Exercise |
Please repeat the records from the line with "Find the wheelchair" to the line with "column 122, row 65", swapping "flannel" for "cotton" and leaving everything else unchanged.
········
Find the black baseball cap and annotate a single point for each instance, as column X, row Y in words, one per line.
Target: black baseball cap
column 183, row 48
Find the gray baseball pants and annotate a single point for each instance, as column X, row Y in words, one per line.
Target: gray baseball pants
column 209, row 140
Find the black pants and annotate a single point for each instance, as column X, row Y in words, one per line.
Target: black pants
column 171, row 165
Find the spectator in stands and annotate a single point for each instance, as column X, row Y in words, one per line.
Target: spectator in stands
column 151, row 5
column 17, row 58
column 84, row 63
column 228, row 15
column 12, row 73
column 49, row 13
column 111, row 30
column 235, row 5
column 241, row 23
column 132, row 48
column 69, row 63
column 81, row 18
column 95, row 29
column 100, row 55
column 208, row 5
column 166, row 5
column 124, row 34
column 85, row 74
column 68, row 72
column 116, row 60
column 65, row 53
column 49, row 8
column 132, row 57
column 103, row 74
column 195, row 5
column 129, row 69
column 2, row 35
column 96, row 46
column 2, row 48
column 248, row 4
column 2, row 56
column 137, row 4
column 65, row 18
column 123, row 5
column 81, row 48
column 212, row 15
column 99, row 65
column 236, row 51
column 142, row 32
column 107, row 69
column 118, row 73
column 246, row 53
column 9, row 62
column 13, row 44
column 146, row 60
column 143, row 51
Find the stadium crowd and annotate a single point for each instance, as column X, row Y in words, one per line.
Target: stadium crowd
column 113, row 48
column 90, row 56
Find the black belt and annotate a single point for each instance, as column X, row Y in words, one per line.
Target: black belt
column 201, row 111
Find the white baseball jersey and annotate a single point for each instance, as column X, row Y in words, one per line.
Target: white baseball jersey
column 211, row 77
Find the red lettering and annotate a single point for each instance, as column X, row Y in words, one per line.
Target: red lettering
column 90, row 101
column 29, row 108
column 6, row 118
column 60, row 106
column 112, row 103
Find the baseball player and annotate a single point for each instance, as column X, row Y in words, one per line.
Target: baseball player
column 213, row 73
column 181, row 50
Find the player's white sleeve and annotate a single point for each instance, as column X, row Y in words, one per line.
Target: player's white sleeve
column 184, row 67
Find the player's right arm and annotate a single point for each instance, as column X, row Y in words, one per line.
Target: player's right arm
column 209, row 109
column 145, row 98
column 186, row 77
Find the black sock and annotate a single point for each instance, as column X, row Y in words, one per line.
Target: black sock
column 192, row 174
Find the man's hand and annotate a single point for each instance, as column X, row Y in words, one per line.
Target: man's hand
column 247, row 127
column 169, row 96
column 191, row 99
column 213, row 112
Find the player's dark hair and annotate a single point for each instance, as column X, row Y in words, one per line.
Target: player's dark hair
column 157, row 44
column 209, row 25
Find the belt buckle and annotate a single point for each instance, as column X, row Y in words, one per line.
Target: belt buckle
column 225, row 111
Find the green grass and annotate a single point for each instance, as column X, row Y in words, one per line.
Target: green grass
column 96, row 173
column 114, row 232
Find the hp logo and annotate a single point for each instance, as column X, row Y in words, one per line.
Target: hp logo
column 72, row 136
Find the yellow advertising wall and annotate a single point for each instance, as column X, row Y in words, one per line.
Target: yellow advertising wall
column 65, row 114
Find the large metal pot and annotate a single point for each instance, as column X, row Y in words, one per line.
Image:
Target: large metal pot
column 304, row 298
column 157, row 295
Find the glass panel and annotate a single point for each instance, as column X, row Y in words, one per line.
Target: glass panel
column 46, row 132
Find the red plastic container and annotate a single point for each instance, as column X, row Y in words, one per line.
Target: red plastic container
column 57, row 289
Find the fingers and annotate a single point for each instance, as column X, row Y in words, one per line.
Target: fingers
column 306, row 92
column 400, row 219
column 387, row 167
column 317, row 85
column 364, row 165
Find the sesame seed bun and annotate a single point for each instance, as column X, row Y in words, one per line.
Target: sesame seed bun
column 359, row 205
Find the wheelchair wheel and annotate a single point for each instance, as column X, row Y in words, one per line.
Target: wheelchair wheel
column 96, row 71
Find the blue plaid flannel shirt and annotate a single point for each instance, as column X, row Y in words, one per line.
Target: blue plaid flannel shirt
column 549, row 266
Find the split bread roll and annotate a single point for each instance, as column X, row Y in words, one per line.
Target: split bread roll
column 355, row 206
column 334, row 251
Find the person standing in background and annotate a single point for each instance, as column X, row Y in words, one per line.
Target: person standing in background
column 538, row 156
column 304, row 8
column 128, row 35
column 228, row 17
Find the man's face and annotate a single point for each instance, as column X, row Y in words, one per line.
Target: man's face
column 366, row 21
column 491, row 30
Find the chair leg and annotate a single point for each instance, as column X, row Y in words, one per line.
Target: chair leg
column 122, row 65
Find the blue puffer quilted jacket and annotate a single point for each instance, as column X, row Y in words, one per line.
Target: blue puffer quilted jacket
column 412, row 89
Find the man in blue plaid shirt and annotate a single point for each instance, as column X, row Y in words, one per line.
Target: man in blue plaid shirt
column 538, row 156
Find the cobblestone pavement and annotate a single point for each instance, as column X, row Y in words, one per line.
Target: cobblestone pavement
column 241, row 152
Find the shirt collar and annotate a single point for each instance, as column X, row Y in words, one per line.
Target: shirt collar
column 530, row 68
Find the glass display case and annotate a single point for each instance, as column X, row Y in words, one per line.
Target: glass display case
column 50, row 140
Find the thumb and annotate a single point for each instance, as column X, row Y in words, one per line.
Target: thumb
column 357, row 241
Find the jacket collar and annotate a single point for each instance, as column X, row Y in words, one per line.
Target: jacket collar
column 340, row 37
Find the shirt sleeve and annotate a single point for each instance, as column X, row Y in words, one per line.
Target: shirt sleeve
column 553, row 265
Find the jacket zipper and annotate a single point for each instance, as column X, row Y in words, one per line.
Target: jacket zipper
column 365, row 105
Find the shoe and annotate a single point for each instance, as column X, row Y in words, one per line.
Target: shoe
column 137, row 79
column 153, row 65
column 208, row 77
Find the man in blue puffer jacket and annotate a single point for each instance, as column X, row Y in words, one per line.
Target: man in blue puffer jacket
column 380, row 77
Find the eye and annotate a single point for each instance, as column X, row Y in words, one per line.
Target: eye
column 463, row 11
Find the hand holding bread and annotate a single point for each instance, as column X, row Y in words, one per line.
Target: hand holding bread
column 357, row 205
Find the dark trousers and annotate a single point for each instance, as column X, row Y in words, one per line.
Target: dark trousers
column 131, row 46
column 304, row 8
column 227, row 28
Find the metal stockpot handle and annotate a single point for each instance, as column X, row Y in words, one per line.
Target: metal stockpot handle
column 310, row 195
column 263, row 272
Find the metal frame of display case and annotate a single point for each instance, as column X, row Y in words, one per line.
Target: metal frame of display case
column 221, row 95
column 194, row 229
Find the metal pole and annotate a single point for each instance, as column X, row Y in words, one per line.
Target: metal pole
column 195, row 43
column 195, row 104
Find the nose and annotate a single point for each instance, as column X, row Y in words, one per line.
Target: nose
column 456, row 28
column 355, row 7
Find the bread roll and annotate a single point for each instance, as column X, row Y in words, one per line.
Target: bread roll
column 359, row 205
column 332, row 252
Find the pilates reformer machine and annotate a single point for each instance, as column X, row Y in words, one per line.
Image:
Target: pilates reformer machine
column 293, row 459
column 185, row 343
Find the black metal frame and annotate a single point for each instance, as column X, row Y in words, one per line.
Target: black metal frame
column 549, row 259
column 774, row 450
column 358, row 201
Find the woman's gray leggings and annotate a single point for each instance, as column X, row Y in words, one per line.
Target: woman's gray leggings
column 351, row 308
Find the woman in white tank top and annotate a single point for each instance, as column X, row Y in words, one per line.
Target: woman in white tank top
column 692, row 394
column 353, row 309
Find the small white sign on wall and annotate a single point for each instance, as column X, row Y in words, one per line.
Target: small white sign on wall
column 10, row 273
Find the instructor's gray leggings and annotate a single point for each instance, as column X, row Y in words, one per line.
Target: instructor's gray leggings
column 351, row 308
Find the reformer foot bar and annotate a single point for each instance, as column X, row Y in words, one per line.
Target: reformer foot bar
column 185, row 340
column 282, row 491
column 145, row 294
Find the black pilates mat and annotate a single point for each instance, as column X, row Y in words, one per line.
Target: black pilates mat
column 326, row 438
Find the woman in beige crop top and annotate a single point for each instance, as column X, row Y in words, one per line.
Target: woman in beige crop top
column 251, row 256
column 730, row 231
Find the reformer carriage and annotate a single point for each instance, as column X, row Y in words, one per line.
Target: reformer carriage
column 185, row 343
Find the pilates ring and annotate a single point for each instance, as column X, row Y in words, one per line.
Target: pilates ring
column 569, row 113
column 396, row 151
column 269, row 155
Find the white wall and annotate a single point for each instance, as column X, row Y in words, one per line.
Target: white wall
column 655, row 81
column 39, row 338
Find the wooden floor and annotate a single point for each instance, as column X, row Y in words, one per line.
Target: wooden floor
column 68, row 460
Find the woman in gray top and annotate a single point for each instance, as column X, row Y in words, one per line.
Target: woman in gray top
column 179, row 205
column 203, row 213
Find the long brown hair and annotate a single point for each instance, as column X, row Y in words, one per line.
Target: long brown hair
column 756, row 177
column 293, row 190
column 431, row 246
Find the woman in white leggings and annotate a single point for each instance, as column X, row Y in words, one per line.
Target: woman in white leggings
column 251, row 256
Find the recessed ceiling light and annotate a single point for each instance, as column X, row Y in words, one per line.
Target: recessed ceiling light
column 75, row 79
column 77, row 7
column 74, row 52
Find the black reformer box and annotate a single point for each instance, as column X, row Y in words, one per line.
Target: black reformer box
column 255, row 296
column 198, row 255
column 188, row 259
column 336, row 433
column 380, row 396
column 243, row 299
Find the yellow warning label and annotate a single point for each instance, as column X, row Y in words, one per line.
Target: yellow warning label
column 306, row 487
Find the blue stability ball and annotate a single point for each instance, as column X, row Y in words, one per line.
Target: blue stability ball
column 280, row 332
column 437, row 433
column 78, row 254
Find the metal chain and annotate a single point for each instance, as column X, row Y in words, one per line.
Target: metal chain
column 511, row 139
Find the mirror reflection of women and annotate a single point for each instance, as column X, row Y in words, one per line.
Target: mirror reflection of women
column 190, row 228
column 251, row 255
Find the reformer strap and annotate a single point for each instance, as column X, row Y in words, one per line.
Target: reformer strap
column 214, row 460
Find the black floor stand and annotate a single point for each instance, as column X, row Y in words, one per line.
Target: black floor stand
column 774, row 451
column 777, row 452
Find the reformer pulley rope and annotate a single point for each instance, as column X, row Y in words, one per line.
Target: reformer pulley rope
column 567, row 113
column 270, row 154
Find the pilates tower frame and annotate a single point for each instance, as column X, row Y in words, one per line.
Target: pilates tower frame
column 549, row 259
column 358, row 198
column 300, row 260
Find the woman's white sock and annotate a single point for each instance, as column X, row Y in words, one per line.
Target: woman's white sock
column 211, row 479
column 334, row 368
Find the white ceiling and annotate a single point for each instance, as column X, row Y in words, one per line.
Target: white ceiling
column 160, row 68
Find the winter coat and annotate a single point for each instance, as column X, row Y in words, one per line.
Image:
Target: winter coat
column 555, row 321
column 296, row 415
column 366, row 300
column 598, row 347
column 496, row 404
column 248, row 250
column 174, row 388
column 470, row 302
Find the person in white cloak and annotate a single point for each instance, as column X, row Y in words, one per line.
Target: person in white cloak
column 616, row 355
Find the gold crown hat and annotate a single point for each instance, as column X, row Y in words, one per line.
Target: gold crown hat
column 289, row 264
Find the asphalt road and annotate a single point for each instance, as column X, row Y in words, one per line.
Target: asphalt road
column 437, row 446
········
Task output |
Find the wheelchair wheel and annotate a single point for each instance, as column X, row Y in words, one per line.
Target: wheelchair wheel
column 96, row 71
Find the blue plaid cotton shirt and annotate a single point for each instance, as column X, row Y in words, one per line.
Target: blue plaid cotton shirt
column 549, row 266
Find the split bread roll and annotate a single point for each instance, as column X, row Y in words, one per line.
Target: split bread roll
column 355, row 206
column 334, row 251
Find the person standing in background and annotate a single point for each instance, as column X, row Y in words, one per line.
Target: person standing in background
column 538, row 156
column 304, row 8
column 128, row 35
column 228, row 17
Find the man's face and annotate a single point for each instance, as column X, row Y in words, one per line.
Target: man's face
column 366, row 21
column 491, row 30
Find the chair leg and annotate a single point for each instance, as column X, row Y in words, one per line.
Target: chair leg
column 122, row 65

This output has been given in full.